-- Source extract --
========

Reported operating margin was 11.4%, compared to 11.2% last year. The adjusted effective tax rate was 22% for the quarter, lower than last year due to changes in income within various tax jurisdictions and certain favorable discrete items in the current period. Our reported effective tax rate was 19.5%.
Inventory was down 7.6% at the end of Q3 versus last year, and better than projected entering the quarter. We established a plan last fall to responsibly manage down inventory levels without taking unnecessary markdowns on core product, and the team has executed very well against this goal. We are pleased with the progress to date and expect to end 2016 with inventory down in the low teens versus last year.
Accounts receivable were also down at quarter end, with DSOs improving by more than two days.
Operating activities generated a very strong $70.4 million in cash during Q3, compared to $14.9 million in the prior year. Overall, we are pleased with our ability to effectively manage working capital and now expect to generate approximately $250 million in cash from operating activities for the full year.
The Company finished the third quarter with net debt of $521.5 million, down nearly $100 million year-over-year. We recently shared details on our new debt structure, which is expected to drive material benefits in the form of an estimated $30 million in interest savings through 2020 and increased flexibility for use of cash.
The debt refinancing included the following activities: the issuance of $250 million of 5% senior notes in Q3, due in 2026; the amendment of our senior credit facility in early Q4, which provides $150 million of incremental term loans and $100 million of incremental capacity under the revolving credit facility; and the redemption in Q4 of $375 million of 6 1/8% senior notes, due in 2020.
We also announced a new four-year $300 million share repurchase program replacing our previous authorization. The new program, together with more flexible debt covenants, allows for greater capacity for share repurchases. During Q3, we repurchased nearly 418,000 shares at an average price of $23.55 per share.
Our priorities for cash remain the same: Drive organic growth, primarily through investments in product innovation, consumer engagement, and insights, e-commerce, and omnichannel growth and demand creation; return value to shareholders through share repurchases and consistent dividends; pay down our debt; and pursue potential value-enhancing acquisitions.
I'll now spend a few minutes providing an update on our important operational excellence initiatives. Since our last call, we have continued to make important progress by developing our plans, taking action, and improving our line of sight to our goal of 12% adjusted operating margin by the end of 2018.

========

-- Data --
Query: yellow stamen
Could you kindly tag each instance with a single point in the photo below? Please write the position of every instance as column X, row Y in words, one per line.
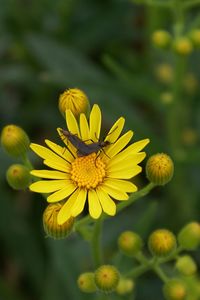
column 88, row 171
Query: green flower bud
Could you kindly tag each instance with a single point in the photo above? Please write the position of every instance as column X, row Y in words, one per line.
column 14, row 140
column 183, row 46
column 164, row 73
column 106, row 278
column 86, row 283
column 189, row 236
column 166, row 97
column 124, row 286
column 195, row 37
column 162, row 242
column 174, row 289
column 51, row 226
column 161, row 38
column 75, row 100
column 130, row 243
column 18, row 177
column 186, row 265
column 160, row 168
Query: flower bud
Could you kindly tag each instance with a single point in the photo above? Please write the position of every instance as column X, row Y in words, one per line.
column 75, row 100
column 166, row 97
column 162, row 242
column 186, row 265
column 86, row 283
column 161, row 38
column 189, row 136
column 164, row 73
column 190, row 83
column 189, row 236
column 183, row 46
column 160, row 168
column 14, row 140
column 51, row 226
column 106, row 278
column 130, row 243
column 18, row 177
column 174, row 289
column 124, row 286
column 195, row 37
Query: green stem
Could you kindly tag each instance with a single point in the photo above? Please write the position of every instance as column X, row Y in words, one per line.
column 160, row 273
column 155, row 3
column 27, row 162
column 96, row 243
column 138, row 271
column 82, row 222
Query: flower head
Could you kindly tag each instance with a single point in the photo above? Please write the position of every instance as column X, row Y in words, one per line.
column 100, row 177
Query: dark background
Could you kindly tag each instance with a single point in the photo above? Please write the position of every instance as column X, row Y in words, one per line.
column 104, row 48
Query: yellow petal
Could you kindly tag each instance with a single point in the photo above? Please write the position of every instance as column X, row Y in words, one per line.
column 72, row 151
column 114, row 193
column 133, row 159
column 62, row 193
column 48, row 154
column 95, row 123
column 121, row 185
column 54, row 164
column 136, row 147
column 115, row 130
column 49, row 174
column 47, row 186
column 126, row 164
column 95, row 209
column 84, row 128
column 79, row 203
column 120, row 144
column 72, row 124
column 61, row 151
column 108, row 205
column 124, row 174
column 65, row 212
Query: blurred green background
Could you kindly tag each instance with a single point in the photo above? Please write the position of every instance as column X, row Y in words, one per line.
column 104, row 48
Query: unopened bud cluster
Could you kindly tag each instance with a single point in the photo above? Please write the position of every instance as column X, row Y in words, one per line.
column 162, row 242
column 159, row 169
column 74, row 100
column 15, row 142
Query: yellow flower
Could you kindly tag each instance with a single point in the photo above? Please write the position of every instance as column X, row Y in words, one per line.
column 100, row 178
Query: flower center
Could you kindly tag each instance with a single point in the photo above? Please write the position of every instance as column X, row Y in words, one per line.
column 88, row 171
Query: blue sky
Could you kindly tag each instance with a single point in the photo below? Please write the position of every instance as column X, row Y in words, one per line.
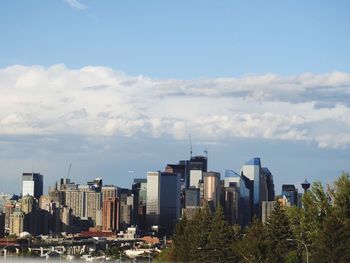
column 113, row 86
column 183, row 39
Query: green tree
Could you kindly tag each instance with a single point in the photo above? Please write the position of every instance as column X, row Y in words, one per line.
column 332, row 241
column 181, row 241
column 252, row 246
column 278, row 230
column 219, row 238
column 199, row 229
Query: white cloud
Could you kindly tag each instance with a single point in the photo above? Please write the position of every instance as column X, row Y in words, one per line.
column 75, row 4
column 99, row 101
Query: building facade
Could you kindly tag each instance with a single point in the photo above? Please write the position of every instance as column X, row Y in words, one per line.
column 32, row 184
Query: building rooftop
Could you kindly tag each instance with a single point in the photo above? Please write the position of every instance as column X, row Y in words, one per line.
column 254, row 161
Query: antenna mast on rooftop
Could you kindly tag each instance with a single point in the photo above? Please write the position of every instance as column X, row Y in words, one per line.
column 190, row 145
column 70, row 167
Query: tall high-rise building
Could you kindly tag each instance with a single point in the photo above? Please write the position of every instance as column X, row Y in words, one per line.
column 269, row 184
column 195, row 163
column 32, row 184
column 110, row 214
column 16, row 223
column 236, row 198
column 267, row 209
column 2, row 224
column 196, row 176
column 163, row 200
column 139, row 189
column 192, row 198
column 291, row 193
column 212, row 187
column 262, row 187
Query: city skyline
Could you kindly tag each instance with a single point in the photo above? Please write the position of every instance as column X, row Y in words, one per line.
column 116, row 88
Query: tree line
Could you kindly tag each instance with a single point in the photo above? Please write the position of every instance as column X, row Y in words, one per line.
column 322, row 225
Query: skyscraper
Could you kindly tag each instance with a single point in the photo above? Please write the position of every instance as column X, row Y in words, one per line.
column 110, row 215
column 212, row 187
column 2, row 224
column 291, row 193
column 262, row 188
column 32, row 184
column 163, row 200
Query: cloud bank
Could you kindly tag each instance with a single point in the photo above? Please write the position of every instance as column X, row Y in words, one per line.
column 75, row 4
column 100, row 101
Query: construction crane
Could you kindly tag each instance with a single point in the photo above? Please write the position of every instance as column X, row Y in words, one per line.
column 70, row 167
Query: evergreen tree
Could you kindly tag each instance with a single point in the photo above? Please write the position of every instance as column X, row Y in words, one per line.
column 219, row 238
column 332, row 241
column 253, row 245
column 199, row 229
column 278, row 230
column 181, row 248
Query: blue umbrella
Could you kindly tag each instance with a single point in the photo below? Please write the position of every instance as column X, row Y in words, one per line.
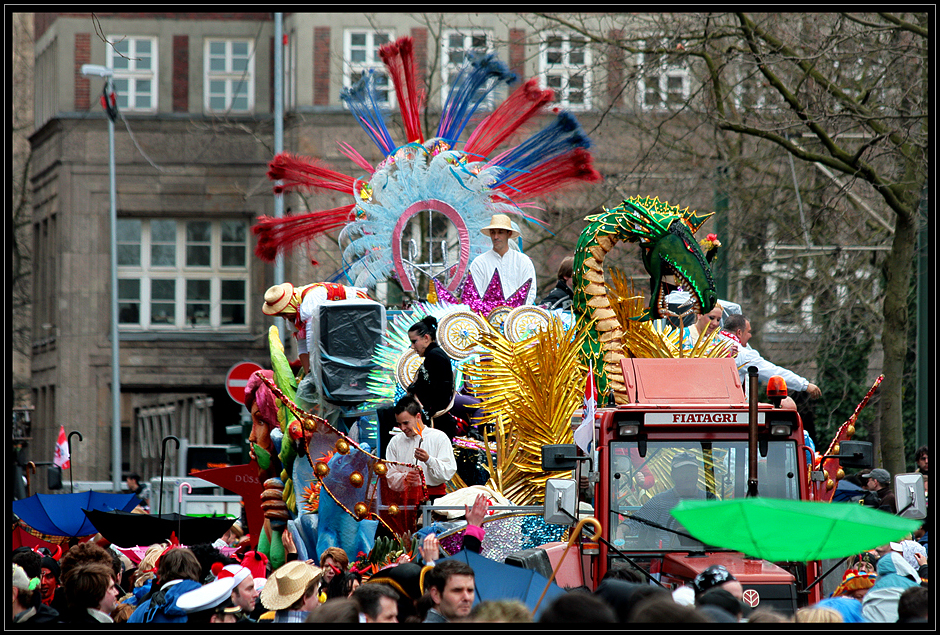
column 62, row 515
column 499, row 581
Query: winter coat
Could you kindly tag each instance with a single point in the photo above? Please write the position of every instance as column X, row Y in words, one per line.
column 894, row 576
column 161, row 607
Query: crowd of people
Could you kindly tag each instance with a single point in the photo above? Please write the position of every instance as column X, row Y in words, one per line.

========

-- What is expected --
Write what comes next in the quarterly earnings remarks, starting right after their final sentence about the 12% adjusted operating margin goal.

-- Solved problem --
Supply chain efficiencies are materializing as anticipated, including the benefits from factory rationalization, logistics savings, lower material costs, and other related initiatives. We continue to execute against our omnichannel transformation plan. We expect to continue to drive strong growth in our highly profitable e-commerce business and to move more aggressively to close underperforming brick-and-mortar stores.
We are actively involved in negotiations with our landlords, and this remains a fluid situation. But we will take every action necessary to exit bad stores in 2017.
We'll provide more color here -- doors closed, timing, revenue, and operating profit implications -- once these details have been confirmed. Most importantly, we do believe that once fully executed this accelerated store closing program, along with our ongoing initiatives to further improve the performance in our go-forward stores, will result in material operating profit improvements for the Company.
We have also concluded a review of our brand portfolio and are pursuing strategic alternatives at this point for several of our businesses. This process will allow us to improve the health of the Company and focus on our fastest-growing and most profitable brands and businesses going forward.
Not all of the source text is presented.